WORK ORDER:
Below are records; transcribe each one exactly.
---- DATA TO PROCESS
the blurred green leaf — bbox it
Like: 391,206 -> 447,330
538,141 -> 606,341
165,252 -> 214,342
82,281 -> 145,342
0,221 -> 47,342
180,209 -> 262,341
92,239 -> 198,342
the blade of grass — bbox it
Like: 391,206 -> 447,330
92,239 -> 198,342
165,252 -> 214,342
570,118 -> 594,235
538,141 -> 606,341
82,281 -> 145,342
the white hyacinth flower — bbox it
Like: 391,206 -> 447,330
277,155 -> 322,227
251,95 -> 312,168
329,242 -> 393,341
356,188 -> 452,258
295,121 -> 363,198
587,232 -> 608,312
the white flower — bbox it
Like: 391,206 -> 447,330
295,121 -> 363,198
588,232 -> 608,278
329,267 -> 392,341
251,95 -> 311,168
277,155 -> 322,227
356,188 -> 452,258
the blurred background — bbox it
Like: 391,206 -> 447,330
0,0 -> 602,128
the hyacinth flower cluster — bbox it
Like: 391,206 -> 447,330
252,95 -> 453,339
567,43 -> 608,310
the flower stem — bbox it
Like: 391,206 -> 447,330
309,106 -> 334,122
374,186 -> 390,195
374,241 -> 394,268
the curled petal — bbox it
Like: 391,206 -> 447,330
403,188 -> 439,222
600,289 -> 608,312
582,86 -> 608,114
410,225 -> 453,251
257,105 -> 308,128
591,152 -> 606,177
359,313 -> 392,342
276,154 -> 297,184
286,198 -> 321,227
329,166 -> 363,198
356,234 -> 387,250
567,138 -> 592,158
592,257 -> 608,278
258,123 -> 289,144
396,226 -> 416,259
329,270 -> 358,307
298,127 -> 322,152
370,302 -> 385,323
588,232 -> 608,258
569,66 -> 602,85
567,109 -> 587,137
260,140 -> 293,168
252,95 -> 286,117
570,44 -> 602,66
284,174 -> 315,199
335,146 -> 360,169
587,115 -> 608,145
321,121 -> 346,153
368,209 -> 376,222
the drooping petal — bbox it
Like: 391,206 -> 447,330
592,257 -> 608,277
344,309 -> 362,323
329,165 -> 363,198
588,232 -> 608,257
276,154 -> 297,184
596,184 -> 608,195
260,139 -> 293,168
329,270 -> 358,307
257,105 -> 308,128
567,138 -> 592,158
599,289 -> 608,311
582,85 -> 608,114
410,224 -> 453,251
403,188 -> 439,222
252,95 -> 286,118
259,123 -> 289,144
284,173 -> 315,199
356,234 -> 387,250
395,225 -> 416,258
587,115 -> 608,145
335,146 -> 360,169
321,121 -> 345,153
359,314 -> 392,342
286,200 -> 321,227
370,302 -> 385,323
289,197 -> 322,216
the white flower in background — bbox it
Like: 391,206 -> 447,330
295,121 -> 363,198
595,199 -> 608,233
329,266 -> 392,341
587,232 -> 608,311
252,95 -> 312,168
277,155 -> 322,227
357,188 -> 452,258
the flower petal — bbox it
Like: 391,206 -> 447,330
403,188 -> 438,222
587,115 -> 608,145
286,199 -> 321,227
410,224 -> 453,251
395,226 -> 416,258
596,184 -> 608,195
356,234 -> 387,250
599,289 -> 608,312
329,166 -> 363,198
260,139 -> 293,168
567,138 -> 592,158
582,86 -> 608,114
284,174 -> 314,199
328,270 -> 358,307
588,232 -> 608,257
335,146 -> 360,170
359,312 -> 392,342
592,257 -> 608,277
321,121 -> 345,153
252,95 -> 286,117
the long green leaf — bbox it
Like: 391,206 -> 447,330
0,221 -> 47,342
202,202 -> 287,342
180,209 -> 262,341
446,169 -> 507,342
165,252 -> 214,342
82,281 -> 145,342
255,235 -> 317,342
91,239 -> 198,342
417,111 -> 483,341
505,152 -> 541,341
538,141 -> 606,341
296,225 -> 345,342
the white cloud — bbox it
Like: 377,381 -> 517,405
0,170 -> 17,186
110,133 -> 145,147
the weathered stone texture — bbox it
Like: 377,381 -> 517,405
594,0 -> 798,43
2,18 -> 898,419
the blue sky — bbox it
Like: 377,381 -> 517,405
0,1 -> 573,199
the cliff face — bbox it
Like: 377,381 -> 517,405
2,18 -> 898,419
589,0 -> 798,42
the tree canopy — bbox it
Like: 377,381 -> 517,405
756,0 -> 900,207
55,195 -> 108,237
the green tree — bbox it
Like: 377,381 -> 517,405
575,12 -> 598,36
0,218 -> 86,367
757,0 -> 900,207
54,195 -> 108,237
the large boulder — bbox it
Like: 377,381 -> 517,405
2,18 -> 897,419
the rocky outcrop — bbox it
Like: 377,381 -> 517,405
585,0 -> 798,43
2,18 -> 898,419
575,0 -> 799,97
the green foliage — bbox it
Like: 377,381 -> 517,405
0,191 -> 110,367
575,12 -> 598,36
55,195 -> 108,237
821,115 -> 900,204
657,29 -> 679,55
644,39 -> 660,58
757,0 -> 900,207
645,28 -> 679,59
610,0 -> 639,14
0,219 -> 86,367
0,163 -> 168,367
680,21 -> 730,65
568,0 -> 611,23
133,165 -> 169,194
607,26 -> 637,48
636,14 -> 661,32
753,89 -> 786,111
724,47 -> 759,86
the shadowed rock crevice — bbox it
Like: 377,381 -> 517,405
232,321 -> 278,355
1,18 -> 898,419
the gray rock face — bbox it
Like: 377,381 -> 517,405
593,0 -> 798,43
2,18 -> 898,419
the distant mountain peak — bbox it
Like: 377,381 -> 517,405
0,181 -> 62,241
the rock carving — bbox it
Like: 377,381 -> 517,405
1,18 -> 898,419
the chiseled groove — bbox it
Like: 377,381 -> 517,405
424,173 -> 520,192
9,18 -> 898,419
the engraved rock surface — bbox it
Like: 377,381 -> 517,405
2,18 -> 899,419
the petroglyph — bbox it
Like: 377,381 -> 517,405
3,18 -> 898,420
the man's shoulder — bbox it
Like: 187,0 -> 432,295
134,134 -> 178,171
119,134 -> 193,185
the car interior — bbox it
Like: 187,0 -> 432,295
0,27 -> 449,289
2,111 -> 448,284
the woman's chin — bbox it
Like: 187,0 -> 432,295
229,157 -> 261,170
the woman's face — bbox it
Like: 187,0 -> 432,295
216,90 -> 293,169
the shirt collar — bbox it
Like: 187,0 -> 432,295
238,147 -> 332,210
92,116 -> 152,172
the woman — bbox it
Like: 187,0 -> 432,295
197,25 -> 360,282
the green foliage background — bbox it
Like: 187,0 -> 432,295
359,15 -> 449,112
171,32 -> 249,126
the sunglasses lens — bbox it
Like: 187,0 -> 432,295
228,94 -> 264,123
--------
REPLY TO THE EXERCISE:
the blurred green leaf — bbox it
Like: 391,206 -> 447,330
538,141 -> 606,341
165,252 -> 214,342
82,281 -> 145,342
0,221 -> 47,342
180,209 -> 262,341
92,239 -> 198,342
the blade of grass — bbox it
Like: 391,206 -> 447,330
92,239 -> 198,342
165,252 -> 214,342
570,118 -> 594,235
538,141 -> 606,341
82,281 -> 145,342
the white hyacinth flower — bbox it
Like: 391,206 -> 447,330
277,155 -> 322,227
251,95 -> 312,168
329,242 -> 393,341
356,188 -> 452,258
295,121 -> 363,198
587,232 -> 608,312
the white flower — bbox it
Like: 391,206 -> 447,330
295,121 -> 363,198
588,232 -> 608,278
329,267 -> 392,341
251,95 -> 311,168
277,155 -> 322,227
356,188 -> 452,258
the blurred background — bbox it
Like: 391,206 -> 447,330
0,0 -> 602,128
the hyacinth flower cluster — bbox it
Like: 391,206 -> 447,330
252,95 -> 453,339
567,43 -> 608,310
the flower stem — bbox it
Like: 391,206 -> 447,330
309,106 -> 334,122
374,186 -> 390,195
374,241 -> 394,268
the curled petal — bbox it
Like: 391,206 -> 447,330
403,188 -> 439,222
600,289 -> 608,312
582,86 -> 608,114
410,225 -> 453,251
257,105 -> 308,128
591,152 -> 606,177
359,313 -> 392,342
276,154 -> 297,184
286,198 -> 321,227
329,166 -> 363,198
356,234 -> 387,250
567,138 -> 592,158
592,257 -> 608,278
258,123 -> 289,144
396,226 -> 416,259
329,270 -> 358,307
298,127 -> 322,152
370,302 -> 385,323
588,232 -> 608,258
569,66 -> 602,85
567,109 -> 587,137
260,140 -> 293,168
252,95 -> 286,117
570,44 -> 602,66
284,174 -> 315,199
335,146 -> 360,169
587,115 -> 608,145
321,121 -> 346,153
368,209 -> 376,222
the drooping petal — bbox it
Like: 391,206 -> 447,330
592,257 -> 608,277
344,309 -> 362,323
329,165 -> 363,198
588,232 -> 608,257
276,154 -> 297,184
596,184 -> 608,195
260,139 -> 293,168
329,270 -> 358,307
257,105 -> 308,128
567,138 -> 592,158
599,289 -> 608,311
582,85 -> 608,114
410,224 -> 453,251
403,188 -> 439,222
252,95 -> 286,118
259,123 -> 289,144
284,173 -> 315,199
356,234 -> 387,250
395,225 -> 416,258
587,115 -> 608,145
335,146 -> 360,169
321,121 -> 345,153
359,314 -> 392,342
286,200 -> 321,227
370,302 -> 385,323
289,197 -> 322,216
the white flower in background — bbox it
Like: 391,206 -> 447,330
295,121 -> 363,198
595,199 -> 608,233
329,266 -> 392,341
587,232 -> 608,311
252,95 -> 312,168
277,155 -> 322,227
357,188 -> 452,258
the flower petal — bbox it
Like: 391,206 -> 447,330
403,188 -> 438,222
587,115 -> 608,145
286,199 -> 321,227
410,224 -> 453,251
395,226 -> 416,258
596,184 -> 608,195
356,234 -> 387,250
599,289 -> 608,312
329,166 -> 363,198
260,139 -> 293,168
567,138 -> 592,158
582,86 -> 608,114
284,174 -> 314,199
328,270 -> 358,307
588,232 -> 608,257
335,146 -> 360,170
359,312 -> 392,342
592,257 -> 608,277
321,121 -> 345,153
252,95 -> 286,117
the long green leaf — bbox it
Like: 391,206 -> 447,330
0,221 -> 47,342
202,202 -> 287,342
180,209 -> 262,341
446,169 -> 507,342
165,252 -> 214,342
82,281 -> 145,342
255,235 -> 317,342
91,239 -> 198,342
417,111 -> 483,341
505,152 -> 541,341
538,141 -> 606,341
296,225 -> 345,342
the white cloud — bbox it
Like: 377,381 -> 517,405
0,170 -> 17,186
110,133 -> 145,147
the weathered stone texture — bbox it
Like: 377,381 -> 517,405
594,0 -> 798,43
2,18 -> 898,419
the blue sky — bbox it
Like: 377,381 -> 517,405
0,1 -> 573,199
the cliff face — bbox it
Like: 377,381 -> 517,405
2,18 -> 898,419
589,0 -> 798,42
the tree canopy — bbox it
Like: 377,381 -> 517,405
756,0 -> 900,207
55,195 -> 108,237
the green tree — bbox it
Like: 377,381 -> 517,405
575,12 -> 598,36
0,218 -> 86,367
757,0 -> 900,207
54,195 -> 108,237
the large boulder — bbox it
Like: 377,381 -> 517,405
2,18 -> 897,419
the rocky outcrop — bbox it
Like: 377,381 -> 517,405
585,0 -> 798,43
2,18 -> 898,419
575,0 -> 799,97
the green foliage — bbox it
Like: 377,381 -> 517,405
0,191 -> 110,367
575,12 -> 598,36
55,195 -> 108,237
821,115 -> 900,204
657,29 -> 679,55
644,39 -> 660,58
757,0 -> 900,207
645,28 -> 679,59
610,0 -> 639,14
0,219 -> 86,367
0,163 -> 168,367
680,21 -> 730,65
568,0 -> 611,23
133,165 -> 169,194
607,26 -> 637,48
636,14 -> 661,32
753,89 -> 786,111
724,47 -> 759,86
the shadowed rock crevice — bbox it
Like: 377,381 -> 517,405
232,321 -> 278,355
1,18 -> 898,419
the gray rock face — bbox it
Like: 377,381 -> 517,405
593,0 -> 798,43
2,18 -> 898,419
the distant mountain peak — bbox it
Like: 377,381 -> 517,405
0,181 -> 62,241
the rock carving — bbox it
Like: 377,381 -> 517,405
1,18 -> 898,419
the chiseled groove — bbox it
Like: 377,381 -> 517,405
424,173 -> 520,192
9,18 -> 898,419
the engraved rock surface — bbox it
Like: 377,381 -> 517,405
2,18 -> 899,419
the petroglyph — bbox it
Like: 377,381 -> 517,405
3,18 -> 898,420
the man's shoulder — bbox it
Like: 187,0 -> 432,295
134,134 -> 178,171
119,134 -> 193,185
the car interior — bbox it
Like: 187,0 -> 432,295
0,27 -> 449,289
2,111 -> 448,284
the woman's chin — bbox it
Like: 187,0 -> 432,295
229,157 -> 261,170
the woman's face — bbox it
Like: 187,0 -> 432,295
216,90 -> 293,169
the shirt collar — bbox it
Like: 187,0 -> 432,295
238,147 -> 332,210
92,116 -> 152,172
the woman — bbox it
Like: 187,0 -> 432,295
197,25 -> 360,282
the green foliage background — bbox it
Like: 187,0 -> 432,295
359,15 -> 449,112
171,32 -> 249,126
the sunglasses lens — bbox it
Like: 187,0 -> 432,295
228,94 -> 264,123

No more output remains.